_WHAT IS EXPECTED_
Copy out the items from the line containing "form: x=345 y=474." through the line containing "x=532 y=681", including both ends and keeping every line, and shift each point coordinate in the answers up by 23.

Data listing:
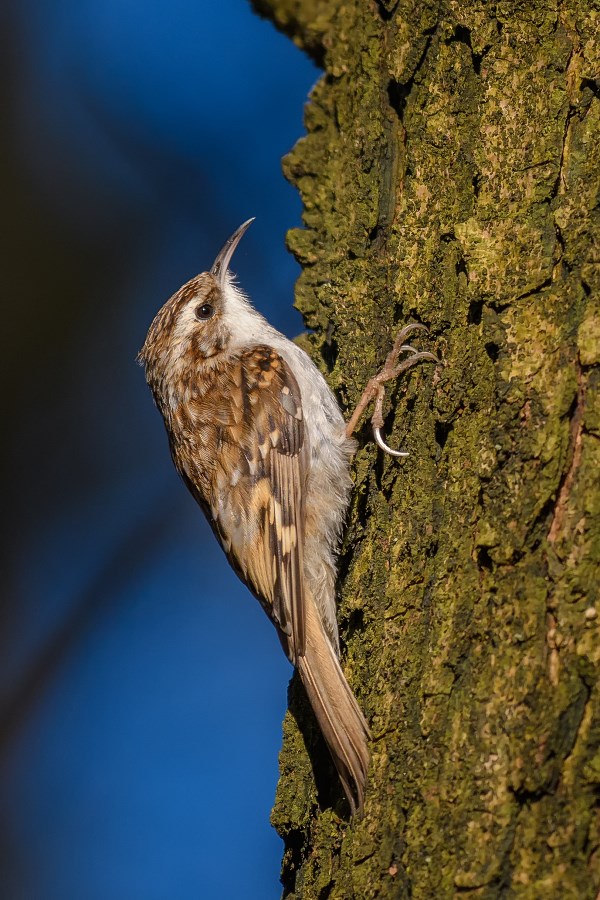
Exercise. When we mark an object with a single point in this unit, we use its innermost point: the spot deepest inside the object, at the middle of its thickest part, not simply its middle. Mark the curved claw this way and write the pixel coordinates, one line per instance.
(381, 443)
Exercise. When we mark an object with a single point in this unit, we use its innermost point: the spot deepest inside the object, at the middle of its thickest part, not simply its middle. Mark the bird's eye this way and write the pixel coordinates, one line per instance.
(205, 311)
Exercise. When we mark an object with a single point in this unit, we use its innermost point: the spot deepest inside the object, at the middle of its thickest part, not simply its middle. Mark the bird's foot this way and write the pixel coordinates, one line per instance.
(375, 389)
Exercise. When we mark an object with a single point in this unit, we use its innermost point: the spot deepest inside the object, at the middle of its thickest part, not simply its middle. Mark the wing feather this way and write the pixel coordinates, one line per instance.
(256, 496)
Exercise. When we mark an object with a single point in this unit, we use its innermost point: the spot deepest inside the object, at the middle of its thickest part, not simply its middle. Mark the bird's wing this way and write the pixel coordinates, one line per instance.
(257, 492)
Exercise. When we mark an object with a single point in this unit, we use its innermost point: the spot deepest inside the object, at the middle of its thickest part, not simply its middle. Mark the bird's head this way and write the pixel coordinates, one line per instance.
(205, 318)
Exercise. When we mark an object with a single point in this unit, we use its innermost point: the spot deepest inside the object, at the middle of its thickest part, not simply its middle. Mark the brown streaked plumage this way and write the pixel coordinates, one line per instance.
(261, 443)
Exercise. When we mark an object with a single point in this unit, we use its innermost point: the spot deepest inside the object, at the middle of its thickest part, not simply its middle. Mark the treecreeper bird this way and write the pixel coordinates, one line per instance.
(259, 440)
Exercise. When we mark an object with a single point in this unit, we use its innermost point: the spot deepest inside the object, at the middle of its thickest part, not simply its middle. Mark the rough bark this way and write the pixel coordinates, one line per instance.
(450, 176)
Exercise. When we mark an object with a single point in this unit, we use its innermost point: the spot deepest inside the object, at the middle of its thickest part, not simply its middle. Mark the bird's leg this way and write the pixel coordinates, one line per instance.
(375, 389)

---

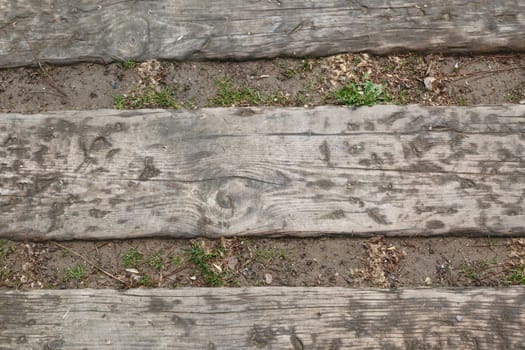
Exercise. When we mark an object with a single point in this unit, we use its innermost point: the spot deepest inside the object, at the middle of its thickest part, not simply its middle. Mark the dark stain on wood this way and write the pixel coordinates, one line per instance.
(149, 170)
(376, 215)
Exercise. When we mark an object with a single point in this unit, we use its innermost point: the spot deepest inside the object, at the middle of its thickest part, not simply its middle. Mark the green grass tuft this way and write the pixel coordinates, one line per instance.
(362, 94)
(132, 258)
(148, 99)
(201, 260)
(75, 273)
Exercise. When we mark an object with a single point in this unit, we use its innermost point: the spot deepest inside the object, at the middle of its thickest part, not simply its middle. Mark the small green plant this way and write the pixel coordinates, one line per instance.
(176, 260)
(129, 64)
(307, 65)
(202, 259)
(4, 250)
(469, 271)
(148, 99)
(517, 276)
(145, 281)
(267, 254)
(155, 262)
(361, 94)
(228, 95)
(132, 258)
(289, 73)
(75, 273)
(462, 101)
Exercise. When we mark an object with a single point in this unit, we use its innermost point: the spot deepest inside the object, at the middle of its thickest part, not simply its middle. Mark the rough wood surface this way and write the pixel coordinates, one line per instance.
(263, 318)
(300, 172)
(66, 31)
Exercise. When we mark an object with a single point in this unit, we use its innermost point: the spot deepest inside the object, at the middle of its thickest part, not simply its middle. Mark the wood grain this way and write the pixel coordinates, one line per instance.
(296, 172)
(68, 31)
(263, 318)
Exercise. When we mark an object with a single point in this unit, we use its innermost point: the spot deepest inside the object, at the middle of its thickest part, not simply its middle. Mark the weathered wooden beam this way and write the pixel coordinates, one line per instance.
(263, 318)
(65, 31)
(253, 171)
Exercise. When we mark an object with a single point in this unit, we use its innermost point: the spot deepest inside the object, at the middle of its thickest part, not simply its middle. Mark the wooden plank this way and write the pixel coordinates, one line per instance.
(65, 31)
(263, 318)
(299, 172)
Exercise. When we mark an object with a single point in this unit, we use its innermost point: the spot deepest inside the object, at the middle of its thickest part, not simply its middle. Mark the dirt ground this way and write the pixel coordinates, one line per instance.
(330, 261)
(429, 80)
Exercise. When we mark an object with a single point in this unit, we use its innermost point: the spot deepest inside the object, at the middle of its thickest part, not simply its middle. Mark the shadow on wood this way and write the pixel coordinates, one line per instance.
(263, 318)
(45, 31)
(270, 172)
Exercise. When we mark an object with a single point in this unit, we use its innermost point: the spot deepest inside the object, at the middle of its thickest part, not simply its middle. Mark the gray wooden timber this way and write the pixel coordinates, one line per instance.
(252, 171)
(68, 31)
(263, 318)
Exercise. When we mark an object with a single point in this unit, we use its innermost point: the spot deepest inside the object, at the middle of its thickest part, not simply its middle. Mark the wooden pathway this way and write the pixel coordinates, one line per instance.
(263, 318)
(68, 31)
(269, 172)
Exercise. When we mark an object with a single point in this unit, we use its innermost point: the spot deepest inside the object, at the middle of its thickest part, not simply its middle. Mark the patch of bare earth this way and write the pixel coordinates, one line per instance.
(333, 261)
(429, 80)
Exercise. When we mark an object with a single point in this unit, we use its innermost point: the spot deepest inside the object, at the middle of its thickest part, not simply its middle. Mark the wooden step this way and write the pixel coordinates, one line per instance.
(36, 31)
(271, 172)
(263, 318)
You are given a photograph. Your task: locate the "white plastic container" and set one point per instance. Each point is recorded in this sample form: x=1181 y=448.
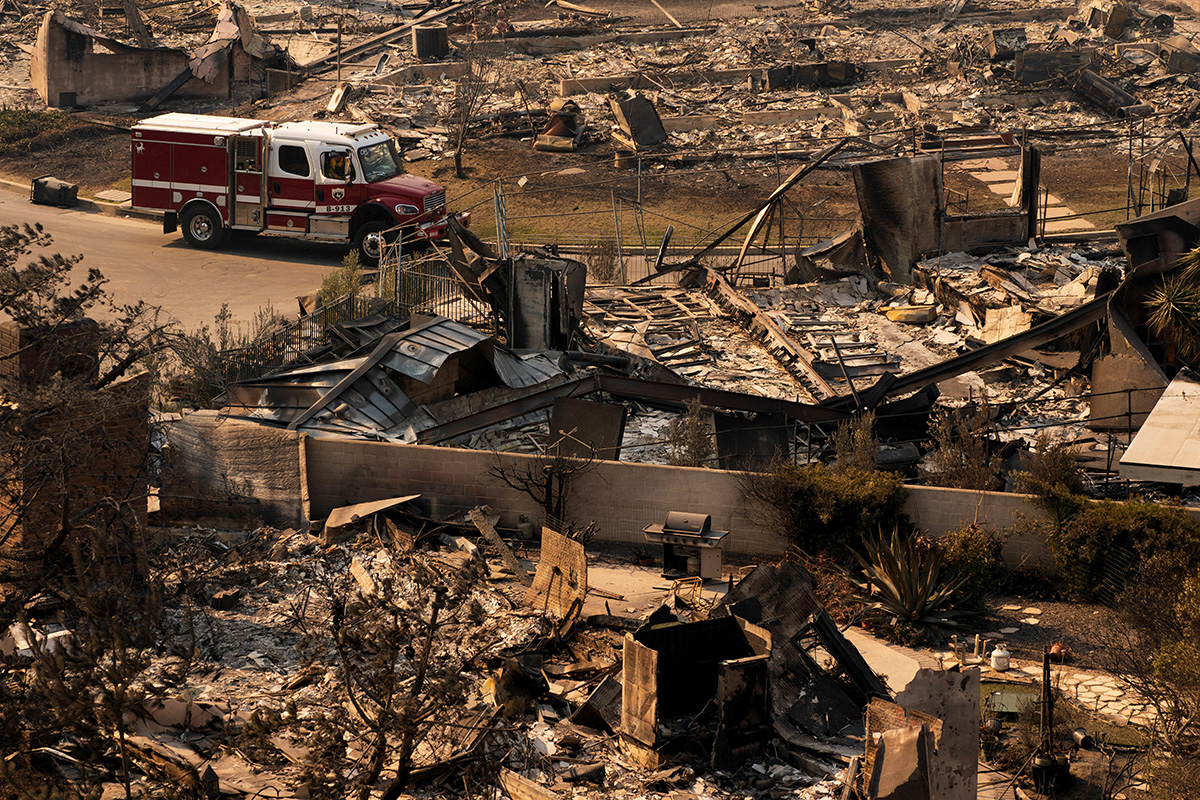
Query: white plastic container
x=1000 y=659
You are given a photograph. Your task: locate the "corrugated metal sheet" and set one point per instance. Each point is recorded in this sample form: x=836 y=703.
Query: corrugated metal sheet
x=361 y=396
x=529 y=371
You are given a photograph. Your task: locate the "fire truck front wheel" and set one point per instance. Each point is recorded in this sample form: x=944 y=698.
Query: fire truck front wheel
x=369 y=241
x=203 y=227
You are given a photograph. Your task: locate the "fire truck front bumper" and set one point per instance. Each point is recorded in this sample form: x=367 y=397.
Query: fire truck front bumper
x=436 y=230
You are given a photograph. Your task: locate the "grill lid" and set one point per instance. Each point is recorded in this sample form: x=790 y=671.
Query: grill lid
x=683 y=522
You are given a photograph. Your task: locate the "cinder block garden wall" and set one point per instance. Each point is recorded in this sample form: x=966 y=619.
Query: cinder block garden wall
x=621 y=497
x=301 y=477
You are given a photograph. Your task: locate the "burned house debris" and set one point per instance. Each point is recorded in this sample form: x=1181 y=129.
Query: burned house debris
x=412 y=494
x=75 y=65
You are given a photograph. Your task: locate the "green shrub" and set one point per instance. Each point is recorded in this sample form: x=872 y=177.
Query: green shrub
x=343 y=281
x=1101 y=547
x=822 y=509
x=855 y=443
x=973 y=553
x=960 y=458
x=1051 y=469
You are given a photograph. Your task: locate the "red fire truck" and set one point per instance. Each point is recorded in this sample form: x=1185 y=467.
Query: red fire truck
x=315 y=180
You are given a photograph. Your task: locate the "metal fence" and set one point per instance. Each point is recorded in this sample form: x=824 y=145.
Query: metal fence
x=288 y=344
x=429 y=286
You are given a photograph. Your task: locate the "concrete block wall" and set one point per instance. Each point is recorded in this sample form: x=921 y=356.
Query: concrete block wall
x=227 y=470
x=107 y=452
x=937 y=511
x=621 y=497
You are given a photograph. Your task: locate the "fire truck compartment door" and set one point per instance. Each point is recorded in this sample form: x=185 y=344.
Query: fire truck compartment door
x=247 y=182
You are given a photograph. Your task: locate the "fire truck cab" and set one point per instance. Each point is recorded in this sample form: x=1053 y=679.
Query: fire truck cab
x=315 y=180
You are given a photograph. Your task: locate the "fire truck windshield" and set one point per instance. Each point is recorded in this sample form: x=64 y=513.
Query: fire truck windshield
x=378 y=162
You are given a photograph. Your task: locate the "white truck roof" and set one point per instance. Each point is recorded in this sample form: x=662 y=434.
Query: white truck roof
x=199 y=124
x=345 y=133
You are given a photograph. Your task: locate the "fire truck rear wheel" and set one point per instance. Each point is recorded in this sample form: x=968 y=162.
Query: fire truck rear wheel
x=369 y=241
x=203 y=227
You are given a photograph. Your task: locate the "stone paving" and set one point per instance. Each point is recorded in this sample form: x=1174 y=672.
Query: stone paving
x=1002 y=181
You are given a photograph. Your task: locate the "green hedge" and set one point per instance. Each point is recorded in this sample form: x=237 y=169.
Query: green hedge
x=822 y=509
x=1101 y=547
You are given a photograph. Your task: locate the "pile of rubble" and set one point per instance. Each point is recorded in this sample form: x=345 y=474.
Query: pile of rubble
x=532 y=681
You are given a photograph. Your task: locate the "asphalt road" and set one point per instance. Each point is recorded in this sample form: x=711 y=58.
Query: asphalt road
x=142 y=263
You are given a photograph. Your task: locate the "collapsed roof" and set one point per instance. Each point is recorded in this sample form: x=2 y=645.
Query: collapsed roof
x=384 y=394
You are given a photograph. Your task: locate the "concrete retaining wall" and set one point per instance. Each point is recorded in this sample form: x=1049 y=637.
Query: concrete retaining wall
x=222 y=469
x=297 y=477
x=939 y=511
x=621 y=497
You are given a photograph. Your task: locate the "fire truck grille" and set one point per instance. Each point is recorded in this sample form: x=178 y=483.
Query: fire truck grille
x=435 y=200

_ANSWER BELOW_
You are given a photograph. Your task: locate the "pile of rubble" and set one point per instance. Each point is recorded in this sample form: x=345 y=474.
Query: pile of rubble
x=555 y=704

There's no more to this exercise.